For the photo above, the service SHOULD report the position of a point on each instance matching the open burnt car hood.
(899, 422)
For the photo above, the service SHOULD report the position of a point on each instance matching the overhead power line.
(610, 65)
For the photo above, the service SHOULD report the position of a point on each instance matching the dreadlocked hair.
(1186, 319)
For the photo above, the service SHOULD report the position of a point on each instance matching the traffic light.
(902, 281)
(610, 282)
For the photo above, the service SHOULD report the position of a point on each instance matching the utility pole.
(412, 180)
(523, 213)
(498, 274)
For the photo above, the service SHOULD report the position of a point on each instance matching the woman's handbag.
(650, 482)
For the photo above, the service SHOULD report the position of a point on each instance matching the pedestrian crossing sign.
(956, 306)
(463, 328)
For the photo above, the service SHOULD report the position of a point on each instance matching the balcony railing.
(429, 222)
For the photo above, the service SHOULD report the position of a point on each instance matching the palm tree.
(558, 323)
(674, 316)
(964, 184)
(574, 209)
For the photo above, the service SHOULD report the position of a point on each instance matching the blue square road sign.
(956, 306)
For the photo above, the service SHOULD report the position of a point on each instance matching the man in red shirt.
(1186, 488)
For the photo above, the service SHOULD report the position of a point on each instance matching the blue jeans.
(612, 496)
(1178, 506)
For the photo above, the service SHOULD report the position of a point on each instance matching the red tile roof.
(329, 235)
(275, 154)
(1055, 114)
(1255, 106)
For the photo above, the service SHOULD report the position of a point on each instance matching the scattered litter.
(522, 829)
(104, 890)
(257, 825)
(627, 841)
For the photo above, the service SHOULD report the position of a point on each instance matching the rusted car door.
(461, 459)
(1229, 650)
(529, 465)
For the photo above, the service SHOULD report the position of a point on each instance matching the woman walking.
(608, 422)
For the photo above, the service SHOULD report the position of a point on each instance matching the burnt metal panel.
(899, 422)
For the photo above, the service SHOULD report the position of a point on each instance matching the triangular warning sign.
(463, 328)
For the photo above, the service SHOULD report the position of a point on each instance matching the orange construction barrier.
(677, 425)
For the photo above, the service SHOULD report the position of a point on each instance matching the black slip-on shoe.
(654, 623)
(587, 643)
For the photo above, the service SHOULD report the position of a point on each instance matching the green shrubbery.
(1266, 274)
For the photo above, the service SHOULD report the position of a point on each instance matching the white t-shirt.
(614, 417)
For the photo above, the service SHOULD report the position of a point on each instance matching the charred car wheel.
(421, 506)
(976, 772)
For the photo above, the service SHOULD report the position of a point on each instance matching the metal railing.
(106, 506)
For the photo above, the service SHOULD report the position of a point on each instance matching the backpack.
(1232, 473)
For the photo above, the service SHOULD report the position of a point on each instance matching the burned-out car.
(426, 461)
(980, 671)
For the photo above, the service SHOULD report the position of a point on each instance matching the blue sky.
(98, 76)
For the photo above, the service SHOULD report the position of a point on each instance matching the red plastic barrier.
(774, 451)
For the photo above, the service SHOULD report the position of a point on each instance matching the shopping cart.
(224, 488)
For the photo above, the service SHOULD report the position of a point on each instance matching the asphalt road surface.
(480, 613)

========================

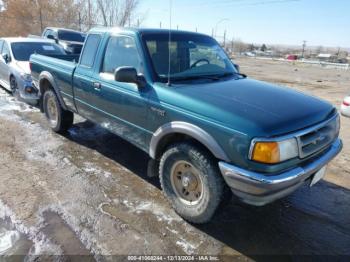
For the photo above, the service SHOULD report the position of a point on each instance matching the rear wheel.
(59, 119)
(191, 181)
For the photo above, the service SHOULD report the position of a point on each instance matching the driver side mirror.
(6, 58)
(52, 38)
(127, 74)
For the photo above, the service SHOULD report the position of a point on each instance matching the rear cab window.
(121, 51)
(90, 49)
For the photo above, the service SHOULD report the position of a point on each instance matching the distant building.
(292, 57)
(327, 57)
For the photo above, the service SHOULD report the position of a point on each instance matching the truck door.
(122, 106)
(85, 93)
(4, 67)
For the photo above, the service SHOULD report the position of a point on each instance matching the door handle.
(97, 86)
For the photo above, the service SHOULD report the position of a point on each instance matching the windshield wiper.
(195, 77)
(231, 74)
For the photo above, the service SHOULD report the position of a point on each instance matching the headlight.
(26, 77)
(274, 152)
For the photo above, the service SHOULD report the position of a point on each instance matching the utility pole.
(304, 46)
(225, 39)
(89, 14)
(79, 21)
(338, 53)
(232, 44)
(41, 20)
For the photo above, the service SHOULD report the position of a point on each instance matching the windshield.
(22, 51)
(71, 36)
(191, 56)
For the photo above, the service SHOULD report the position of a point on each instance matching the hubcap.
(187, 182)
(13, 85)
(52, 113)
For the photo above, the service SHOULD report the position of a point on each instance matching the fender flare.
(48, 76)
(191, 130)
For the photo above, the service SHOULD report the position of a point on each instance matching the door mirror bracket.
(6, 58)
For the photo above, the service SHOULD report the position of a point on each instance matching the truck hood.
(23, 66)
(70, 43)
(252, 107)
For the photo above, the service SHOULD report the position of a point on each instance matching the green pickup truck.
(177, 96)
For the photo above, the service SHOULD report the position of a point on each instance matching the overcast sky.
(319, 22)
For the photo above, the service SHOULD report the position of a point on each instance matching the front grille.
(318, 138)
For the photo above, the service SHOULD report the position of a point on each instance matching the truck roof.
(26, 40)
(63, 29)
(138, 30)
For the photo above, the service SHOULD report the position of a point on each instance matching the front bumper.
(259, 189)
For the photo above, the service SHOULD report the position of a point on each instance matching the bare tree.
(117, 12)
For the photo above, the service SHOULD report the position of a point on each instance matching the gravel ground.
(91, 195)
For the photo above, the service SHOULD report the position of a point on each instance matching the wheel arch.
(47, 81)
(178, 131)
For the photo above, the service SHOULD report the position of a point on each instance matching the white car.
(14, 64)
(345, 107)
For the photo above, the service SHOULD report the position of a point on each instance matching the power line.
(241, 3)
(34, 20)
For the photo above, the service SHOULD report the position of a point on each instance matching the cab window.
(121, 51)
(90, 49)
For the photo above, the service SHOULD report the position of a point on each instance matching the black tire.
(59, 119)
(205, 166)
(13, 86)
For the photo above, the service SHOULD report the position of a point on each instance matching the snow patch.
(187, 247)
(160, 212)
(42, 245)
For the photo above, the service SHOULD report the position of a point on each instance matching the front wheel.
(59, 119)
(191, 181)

========================

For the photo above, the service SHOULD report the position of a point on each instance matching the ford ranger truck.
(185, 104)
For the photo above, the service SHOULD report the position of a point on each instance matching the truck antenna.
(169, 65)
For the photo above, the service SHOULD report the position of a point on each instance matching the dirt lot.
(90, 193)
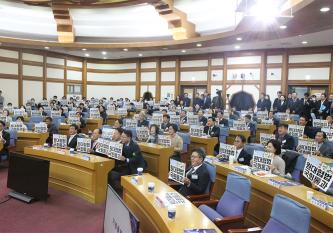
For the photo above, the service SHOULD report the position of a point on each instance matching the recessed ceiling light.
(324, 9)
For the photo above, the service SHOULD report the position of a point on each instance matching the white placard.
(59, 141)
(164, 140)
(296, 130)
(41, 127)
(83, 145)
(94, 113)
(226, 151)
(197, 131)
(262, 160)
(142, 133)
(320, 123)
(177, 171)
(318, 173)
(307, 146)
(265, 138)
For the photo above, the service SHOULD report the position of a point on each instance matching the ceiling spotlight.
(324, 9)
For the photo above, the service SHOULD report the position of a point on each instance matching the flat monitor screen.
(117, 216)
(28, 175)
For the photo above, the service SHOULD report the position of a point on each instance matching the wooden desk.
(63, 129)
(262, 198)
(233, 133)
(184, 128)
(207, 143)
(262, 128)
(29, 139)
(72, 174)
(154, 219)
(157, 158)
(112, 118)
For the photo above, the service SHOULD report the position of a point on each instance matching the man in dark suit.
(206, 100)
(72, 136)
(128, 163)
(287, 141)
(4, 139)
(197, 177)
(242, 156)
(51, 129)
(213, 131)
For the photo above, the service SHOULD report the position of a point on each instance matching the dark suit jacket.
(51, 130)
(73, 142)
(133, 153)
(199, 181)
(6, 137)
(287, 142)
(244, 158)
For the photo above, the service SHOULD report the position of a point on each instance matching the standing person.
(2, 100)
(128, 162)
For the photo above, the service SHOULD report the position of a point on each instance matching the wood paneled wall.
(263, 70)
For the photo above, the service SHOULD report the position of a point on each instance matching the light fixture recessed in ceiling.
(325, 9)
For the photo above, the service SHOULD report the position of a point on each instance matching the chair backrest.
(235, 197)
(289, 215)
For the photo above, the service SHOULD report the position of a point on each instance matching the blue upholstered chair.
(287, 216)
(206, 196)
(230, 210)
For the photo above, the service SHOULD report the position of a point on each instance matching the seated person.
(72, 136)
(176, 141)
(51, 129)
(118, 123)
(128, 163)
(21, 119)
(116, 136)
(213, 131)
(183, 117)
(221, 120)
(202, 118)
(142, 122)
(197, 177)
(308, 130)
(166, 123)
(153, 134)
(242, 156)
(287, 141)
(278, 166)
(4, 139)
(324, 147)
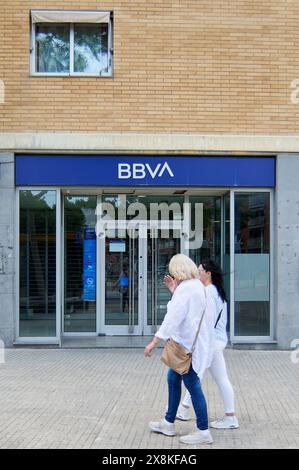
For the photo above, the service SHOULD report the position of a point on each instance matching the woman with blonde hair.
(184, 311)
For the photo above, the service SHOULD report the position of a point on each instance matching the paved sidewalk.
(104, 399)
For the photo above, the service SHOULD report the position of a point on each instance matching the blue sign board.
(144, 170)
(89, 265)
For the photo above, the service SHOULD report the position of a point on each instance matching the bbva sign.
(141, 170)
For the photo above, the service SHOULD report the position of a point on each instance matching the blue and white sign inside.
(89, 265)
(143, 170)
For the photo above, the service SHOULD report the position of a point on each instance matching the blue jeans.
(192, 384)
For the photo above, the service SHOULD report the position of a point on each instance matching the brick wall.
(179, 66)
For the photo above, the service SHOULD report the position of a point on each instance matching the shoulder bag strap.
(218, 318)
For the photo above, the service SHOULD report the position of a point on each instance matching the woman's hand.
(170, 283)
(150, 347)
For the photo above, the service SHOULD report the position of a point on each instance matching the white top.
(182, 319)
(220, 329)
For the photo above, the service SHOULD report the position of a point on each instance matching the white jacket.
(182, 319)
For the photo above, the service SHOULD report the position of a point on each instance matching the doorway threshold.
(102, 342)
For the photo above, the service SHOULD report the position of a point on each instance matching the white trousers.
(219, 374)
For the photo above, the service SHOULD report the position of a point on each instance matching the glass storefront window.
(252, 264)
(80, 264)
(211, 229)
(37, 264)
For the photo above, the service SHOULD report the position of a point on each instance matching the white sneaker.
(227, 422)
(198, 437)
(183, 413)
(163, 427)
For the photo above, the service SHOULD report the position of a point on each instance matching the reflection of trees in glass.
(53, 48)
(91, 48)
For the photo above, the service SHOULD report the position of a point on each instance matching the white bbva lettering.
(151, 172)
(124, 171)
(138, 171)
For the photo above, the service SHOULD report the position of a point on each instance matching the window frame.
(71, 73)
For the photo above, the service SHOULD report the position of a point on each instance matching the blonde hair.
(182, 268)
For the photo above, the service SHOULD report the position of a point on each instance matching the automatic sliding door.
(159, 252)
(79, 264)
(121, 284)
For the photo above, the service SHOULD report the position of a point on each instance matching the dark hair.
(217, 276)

========================

Conta le righe delle voci qui sopra in cui compare la parola «burnt» e scrivi solo il numero.

■ **Risposta corretta**: 2